## WHAT IS REQUIRED
Please write out exactly the lines of the data below from the line holding "For every instance of the ceiling air" through the line holding "For every instance of the white window", and leave out the rest.

## EXTRACTED DATA
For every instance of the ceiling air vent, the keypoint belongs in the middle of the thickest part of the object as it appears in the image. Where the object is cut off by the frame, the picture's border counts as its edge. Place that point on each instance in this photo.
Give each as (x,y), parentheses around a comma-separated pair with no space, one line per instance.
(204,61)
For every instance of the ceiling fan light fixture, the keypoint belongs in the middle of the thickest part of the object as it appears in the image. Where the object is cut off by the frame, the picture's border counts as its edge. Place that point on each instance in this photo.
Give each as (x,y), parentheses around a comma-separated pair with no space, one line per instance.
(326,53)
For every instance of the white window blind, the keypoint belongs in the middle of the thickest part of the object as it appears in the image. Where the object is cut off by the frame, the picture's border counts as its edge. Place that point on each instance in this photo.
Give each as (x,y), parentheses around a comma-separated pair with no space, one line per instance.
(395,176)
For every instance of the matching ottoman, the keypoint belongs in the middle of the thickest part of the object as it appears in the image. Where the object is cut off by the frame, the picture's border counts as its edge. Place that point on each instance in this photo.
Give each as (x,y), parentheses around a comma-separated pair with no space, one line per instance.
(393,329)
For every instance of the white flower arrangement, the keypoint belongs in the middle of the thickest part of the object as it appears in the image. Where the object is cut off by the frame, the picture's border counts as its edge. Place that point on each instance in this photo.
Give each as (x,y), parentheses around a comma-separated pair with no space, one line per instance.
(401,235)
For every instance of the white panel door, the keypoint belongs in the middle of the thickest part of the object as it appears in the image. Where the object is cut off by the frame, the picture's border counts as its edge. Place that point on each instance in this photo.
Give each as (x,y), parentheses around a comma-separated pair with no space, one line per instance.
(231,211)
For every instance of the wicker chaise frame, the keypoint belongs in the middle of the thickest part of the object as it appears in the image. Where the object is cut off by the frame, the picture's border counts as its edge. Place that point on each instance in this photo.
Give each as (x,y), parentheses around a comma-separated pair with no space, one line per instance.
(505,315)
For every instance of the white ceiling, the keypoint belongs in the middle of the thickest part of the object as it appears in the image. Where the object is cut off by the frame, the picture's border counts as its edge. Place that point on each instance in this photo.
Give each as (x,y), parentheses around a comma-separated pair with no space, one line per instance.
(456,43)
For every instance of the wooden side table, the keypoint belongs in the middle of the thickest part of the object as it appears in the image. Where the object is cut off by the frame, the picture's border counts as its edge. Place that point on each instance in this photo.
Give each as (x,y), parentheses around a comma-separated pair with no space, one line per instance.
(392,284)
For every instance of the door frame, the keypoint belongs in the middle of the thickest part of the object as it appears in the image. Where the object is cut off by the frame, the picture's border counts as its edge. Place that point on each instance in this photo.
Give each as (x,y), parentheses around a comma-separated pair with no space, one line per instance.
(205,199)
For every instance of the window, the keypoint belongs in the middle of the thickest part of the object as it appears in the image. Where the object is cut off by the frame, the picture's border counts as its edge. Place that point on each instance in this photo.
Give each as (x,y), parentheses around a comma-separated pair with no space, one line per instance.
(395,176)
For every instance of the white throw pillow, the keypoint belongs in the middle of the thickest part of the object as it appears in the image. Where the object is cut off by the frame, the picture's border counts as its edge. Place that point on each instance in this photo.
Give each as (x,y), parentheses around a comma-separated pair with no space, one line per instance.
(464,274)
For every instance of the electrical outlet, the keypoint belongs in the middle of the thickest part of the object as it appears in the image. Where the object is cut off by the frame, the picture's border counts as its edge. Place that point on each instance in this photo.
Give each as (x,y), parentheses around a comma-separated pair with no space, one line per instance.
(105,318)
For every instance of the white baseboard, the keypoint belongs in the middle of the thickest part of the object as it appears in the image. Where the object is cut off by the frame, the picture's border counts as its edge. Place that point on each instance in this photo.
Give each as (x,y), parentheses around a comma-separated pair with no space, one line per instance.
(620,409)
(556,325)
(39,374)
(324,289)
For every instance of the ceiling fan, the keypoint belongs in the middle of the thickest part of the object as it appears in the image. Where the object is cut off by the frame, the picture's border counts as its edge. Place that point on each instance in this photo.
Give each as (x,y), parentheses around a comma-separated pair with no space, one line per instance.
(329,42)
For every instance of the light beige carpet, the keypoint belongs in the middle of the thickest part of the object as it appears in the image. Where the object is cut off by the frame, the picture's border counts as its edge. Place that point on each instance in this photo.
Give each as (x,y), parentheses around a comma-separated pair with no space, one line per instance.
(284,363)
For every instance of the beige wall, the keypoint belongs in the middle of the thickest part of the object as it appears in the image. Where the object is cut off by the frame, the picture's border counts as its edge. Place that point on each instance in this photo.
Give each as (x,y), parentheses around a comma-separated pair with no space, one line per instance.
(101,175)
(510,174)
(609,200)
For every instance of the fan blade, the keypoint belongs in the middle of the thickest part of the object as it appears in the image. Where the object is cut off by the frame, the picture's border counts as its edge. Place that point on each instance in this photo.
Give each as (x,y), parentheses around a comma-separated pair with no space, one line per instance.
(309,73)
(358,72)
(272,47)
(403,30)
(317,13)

...

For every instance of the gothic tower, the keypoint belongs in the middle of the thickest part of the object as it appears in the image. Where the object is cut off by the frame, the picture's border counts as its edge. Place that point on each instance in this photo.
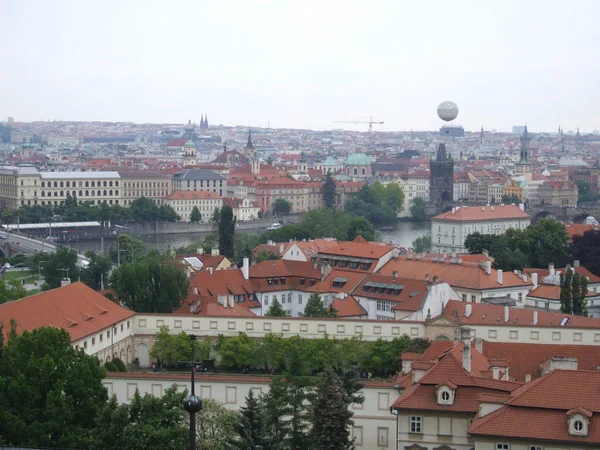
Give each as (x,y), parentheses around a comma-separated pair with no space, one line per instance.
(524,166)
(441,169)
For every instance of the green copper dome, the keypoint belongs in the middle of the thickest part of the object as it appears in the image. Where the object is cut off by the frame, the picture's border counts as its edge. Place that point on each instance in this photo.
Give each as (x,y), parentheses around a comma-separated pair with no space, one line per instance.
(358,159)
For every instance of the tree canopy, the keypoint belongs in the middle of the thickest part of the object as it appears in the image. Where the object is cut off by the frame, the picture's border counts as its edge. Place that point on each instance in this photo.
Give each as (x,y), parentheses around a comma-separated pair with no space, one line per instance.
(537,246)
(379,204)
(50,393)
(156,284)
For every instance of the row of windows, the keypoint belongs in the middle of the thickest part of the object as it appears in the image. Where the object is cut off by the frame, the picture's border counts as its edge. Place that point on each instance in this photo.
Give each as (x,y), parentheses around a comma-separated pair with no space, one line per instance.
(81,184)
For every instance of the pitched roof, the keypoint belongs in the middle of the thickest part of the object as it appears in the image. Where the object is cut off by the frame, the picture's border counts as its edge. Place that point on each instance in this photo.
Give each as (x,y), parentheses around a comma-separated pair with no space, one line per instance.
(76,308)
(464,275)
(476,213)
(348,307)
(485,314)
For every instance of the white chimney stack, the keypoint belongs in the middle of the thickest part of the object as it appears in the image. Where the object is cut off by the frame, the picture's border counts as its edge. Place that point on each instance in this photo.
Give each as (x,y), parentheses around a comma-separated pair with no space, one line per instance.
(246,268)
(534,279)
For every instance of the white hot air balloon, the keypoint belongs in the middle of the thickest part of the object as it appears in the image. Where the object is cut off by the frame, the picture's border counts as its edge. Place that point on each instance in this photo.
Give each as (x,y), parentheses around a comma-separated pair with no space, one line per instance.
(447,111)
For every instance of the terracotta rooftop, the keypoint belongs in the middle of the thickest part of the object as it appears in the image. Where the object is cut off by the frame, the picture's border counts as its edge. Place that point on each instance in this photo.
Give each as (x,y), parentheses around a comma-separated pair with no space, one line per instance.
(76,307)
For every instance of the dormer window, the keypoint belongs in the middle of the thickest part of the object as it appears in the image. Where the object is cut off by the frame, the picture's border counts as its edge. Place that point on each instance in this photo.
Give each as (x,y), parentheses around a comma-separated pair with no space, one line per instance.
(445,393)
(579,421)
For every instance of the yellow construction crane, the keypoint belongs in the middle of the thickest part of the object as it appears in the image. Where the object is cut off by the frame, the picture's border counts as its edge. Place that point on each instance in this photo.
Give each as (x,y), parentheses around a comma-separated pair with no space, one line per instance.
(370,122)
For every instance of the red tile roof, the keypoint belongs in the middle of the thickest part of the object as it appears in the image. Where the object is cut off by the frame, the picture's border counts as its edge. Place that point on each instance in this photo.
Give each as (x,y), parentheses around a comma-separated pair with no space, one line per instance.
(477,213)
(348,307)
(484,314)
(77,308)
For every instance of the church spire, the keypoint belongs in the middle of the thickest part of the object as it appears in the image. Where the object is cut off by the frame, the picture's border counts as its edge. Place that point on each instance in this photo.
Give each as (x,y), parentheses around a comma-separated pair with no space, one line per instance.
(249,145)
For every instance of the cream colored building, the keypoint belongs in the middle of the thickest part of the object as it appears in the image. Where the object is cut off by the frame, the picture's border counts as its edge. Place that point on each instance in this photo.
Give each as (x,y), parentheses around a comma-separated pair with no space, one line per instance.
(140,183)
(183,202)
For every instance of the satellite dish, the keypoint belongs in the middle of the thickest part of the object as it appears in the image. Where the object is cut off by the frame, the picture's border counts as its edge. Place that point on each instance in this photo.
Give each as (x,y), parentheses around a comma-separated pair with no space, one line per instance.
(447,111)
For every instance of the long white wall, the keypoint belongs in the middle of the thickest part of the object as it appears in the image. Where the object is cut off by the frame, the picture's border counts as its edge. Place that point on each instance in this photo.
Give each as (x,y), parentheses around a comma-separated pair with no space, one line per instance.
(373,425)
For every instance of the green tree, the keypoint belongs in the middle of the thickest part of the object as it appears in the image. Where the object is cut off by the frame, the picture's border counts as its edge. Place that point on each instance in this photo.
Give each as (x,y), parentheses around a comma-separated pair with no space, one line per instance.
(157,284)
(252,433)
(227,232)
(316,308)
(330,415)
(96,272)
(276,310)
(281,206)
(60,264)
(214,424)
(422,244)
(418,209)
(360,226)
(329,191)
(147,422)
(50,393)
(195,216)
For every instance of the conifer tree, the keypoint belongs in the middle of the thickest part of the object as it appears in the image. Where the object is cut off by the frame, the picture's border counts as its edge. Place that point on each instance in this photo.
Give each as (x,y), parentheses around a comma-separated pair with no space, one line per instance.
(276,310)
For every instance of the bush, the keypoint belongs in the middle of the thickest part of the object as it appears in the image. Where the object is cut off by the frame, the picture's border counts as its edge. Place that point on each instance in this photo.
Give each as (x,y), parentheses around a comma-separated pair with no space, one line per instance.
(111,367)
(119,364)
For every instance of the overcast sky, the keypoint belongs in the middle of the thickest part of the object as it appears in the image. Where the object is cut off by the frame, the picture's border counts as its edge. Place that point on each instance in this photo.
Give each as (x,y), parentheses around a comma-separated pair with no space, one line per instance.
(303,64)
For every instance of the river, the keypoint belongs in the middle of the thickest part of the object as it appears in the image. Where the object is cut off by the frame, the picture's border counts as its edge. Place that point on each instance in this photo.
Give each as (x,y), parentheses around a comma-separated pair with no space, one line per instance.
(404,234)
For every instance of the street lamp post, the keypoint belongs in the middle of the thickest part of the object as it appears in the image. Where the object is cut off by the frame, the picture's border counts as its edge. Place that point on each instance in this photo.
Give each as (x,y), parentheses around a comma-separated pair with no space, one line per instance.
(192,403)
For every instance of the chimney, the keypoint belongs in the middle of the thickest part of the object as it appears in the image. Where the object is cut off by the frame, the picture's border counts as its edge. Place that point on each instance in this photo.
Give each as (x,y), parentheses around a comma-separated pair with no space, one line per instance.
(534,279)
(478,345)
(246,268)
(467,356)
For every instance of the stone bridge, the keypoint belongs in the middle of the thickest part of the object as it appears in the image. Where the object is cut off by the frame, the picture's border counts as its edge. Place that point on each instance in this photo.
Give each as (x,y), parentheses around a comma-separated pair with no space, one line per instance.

## EXERCISE ANSWER
For every instance of the ceiling air vent, the keypoint belongs in the middle of the thickest part of the object as it appears in the image. Where the object is cut off by the frame, the picture's border counts as its edge. Place that point on each instance in this photo.
Give each as (x,y), parentheses around a comma-separated pair with no space, one line per instance.
(204,61)
For every instance of the ceiling fan light fixture, the keypoint belongs in the middle of the thickest part of the object as it appears in the image. Where the object is cut off by the frame, the picture's border counts as its edge. Place that point on each instance in this photo.
Give each as (x,y), parentheses around a comma-separated pair with no space, one line per instance.
(326,53)
For every instance of the white window blind, the keypoint belongs in the middle of the thickest part of the object as it appears in the image. Where the object is cut off by the frame, the picture's border counts as its edge. Place that point on each instance in this photo.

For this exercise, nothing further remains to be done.